**Task description**
Write out each entry, exactly the way it appears.

Stored items:
↓
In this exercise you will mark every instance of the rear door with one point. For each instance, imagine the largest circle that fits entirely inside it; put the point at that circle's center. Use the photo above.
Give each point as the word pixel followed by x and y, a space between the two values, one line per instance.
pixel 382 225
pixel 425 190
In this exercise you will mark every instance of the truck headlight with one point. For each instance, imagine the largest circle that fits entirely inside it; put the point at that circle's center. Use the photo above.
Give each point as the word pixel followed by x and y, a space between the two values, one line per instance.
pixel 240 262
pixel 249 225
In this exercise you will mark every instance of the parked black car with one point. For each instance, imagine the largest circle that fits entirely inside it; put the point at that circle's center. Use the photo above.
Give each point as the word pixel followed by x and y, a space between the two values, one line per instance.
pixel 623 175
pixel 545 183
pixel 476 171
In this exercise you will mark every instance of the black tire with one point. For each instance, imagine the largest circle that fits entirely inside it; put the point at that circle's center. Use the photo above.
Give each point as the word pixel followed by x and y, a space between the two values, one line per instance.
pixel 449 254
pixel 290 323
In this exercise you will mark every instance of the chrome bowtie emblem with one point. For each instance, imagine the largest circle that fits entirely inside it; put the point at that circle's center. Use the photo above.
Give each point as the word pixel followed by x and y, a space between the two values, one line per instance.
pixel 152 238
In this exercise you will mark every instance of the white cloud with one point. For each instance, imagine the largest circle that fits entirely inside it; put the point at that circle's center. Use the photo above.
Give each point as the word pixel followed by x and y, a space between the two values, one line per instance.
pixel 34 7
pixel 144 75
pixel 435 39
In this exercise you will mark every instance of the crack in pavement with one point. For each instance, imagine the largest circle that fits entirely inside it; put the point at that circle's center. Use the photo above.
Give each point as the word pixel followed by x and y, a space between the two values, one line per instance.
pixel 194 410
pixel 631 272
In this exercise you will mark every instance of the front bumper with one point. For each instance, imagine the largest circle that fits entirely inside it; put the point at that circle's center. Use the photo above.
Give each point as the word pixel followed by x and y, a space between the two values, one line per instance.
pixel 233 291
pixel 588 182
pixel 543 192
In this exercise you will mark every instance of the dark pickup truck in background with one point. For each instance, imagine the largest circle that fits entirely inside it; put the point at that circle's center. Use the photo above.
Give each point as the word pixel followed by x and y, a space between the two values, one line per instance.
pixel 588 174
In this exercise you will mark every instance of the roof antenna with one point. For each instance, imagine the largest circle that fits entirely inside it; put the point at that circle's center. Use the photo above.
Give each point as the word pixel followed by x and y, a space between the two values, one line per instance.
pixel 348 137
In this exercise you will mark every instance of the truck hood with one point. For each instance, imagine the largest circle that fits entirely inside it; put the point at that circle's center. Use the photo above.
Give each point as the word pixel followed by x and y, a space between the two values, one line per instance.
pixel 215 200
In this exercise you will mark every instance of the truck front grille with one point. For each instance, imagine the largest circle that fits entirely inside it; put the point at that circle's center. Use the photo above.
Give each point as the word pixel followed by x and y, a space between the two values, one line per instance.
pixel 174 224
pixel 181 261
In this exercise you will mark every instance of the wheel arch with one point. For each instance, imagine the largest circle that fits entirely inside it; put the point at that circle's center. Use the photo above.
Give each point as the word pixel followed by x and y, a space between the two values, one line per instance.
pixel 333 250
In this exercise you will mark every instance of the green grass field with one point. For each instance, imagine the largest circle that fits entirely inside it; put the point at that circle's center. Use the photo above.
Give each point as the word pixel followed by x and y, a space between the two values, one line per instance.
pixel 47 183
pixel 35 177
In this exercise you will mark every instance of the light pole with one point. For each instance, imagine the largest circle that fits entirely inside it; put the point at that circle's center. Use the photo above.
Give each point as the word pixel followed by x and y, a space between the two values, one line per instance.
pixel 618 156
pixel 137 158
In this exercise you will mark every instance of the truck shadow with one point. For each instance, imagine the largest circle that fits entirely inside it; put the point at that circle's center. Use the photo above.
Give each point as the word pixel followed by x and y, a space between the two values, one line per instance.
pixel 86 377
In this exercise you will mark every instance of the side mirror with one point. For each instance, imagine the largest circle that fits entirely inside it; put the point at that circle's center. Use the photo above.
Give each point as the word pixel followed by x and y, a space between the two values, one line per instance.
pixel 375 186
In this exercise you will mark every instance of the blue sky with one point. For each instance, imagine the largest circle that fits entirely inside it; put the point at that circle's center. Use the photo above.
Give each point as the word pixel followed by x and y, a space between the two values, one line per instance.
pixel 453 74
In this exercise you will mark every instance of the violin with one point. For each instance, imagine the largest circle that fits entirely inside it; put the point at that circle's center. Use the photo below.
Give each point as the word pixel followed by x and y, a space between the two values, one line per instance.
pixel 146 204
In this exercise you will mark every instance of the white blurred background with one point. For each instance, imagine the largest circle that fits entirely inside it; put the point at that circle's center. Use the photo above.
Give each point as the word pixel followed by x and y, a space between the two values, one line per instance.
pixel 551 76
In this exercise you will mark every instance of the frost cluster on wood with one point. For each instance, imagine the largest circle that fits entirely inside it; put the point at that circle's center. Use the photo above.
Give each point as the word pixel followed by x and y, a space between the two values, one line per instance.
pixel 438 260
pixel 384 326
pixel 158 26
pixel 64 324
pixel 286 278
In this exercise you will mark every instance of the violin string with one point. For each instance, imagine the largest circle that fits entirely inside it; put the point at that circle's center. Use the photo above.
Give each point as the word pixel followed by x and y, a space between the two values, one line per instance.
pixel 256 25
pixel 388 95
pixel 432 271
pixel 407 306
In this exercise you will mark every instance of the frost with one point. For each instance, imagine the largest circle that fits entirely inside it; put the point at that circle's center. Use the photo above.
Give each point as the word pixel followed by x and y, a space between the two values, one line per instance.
↑
**Complete answer**
In this exercise you will mark every instance of the rear door with one point. For each instance, imagine the largest circle that fits entirely inside it; put the point at that circle's center. Use the photo above.
Give each point as the word pixel followed by x and y, a space between the two values, one line per instance.
pixel 382 225
pixel 425 190
In this exercise you will mark every instance of the truck headlight with one point. For each instance, imagine the largest circle that fits entirely inside it; put the point at that circle's center. Use the photo above.
Give each point as the word pixel followed by x and y, a space between the two values, one line per instance.
pixel 240 262
pixel 249 225
In this exercise you will mark every instance of the parked black car with one point. For each instance, imagine the largest circle that fits entirely inside it; put the point at that circle's center. Use the photo above.
Give each point as the word pixel followed by x and y, a space between the two values, one line per instance.
pixel 623 175
pixel 545 183
pixel 476 171
In this exercise you will mark every instance of the black tire with one point. For each instance, imagine the largest circle that fits entirely inside it; put the point at that circle's center. Use the photo above.
Give each point as the word pixel followed by x and y, a space between the two values, one line per instance.
pixel 449 254
pixel 290 323
In this exercise you will mark every instance of the chrome bowtie emblem with one point. For each instance, imagine the largest circle that fits entirely inside it; put the point at that circle's center. Use the photo above.
Give each point as the word pixel followed by x and y, a space between the two values, one line per instance.
pixel 152 238
In this exercise you will mark every instance of the white cloud with one point. For each instance, imagine the largest circle that fits entirely inside it; put the point at that circle's center. Use the photo above.
Give each point as the word pixel followed by x and y, a space between the two values, one line per instance.
pixel 34 7
pixel 144 75
pixel 435 39
In this exercise you will mark every instance of the crack in pavement with one point. For each instance, imagine the largest circle that fits entirely inside it; put the point at that circle's center. Use the photo above.
Give each point as the word pixel followed by x and y, a space between the two values, one line per instance.
pixel 194 410
pixel 631 272
In this exercise you will mark every instance of the front bumper with one point. For each instance, imagine the largest circle that fits entirely inside it; put the point at that circle's center. Use the photo above.
Give each point as the word pixel followed by x and y, a space between the two values, one line per instance.
pixel 233 291
pixel 588 182
pixel 543 192
In this exercise you will mark every instance of the dark pickup truck in background with one point. For each instance, imagine the largest circle that fits entirely inside it; put the point at that circle's center. Use the photo above.
Give each point as the word pixel followed by x and y, a space between the two values, one line per instance.
pixel 588 174
In this exercise you will mark every instance of the roof antenna with one point. For each instance, imagine the largest circle that fits entirely inside it; put the point at that circle's center. Use the photo above.
Give each point as the word pixel followed by x and y, a space between the two values, one line per instance.
pixel 348 137
In this exercise you will mark every instance of the truck hood with one point. For each instance, imagine the largest circle that fits entirely inside it; put the point at that circle's center. Use the photo above.
Give each point as the word pixel followed by x and y, a space between the two values, one line per instance.
pixel 215 200
In this exercise you will mark every instance of the truck front grille with one point. For each instance, imagine the largest circle that fits entirely inside it; put the point at that circle's center. Use the photo above.
Give each point as the word pixel followed by x and y, a space between the two values, one line per instance.
pixel 174 224
pixel 181 261
In this exercise you will mark every instance of the wheel arch with one point. For each instance, imagine the largest circle that fits entirely inside it; put the point at that circle's center. Use the photo above.
Give each point as the word pixel followed by x and y, a space between the two values, one line per instance.
pixel 333 250
In this exercise you will mark every instance of the green grass field with one point. For each instance, imagine the largest circle that fits entirely inside it; put the point at that circle's center. Use the photo above.
Give each point as the word pixel followed by x and y, a space between the two values, one line per instance.
pixel 47 183
pixel 35 177
In this exercise you will mark every instance of the light pole with one point. For each instance, imagine the largest circle that fits entirely inside it; put the point at that circle's center. Use the photo above.
Give each point as the word pixel followed by x and y, a space between the two values, one line per instance.
pixel 618 156
pixel 137 158
In this exercise you will mark every instance of the truck shadow with one point. For each instance, imagine the largest circle that fits entirely inside it; put the point at that circle's center. Use the photo above.
Give each point as the word pixel followed by x and y, a space between the two values, one line per instance.
pixel 86 377
In this exercise you will mark every instance of the side mirror with one point. For each instance, imagine the largest circle that fits entirely inside it; put the point at that circle's center. Use the photo above.
Give each point as the word pixel followed by x and y, a space between the two values, one line per instance.
pixel 375 186
In this exercise you will mark every instance of the blue sky with one point. For each instance, imagine the largest circle that fits entirely inside it; put the point at that circle's center. Use the photo above.
Give each point as the word pixel followed by x and y, a space between the two values, one line per instance.
pixel 453 74
In this exercise you will mark every instance of the violin with one point. For each instance, imagine the largest circle that fits entirely inside it; put the point at that circle's center. Use the photo below.
Give each point as the word pixel followed by x and y, a space between the two values, one line per instance.
pixel 146 204
In this exercise you will mark every instance of the white blurred background with one point. For each instance, imagine the largest circle that fits entirely inside it; put the point at that circle's center. Use the photo above.
Give each point as the word pixel followed by x and y, a space between the two values, one line per instance.
pixel 551 76
In this exercise you will mark every instance of the frost cluster on wood with one point. For each instance, imagine the largest circle that fits entirely inside it; put the point at that circle's center. Use the photo above.
Give each point as the word pixel followed by x and y, a space between the two values, one line per instance.
pixel 438 260
pixel 384 326
pixel 158 26
pixel 64 324
pixel 286 278
In this exercise you will mark every instance of the violin string with one point. For each instance, imagine the largest circle that fits entirely inside it; put the point at that circle's center. Use the photo above.
Give each point as the word pixel followed by x and y, a space between the two values, one line per instance.
pixel 256 25
pixel 388 95
pixel 432 271
pixel 407 306
In this exercise you will mark every instance of the frost with one point. For each instance, imagine the largest circle that fits entirely inside it; put the point at that circle's center. Use the photo above.
Give each point as the word pixel followed by x and y, a space between the two values, one line per instance.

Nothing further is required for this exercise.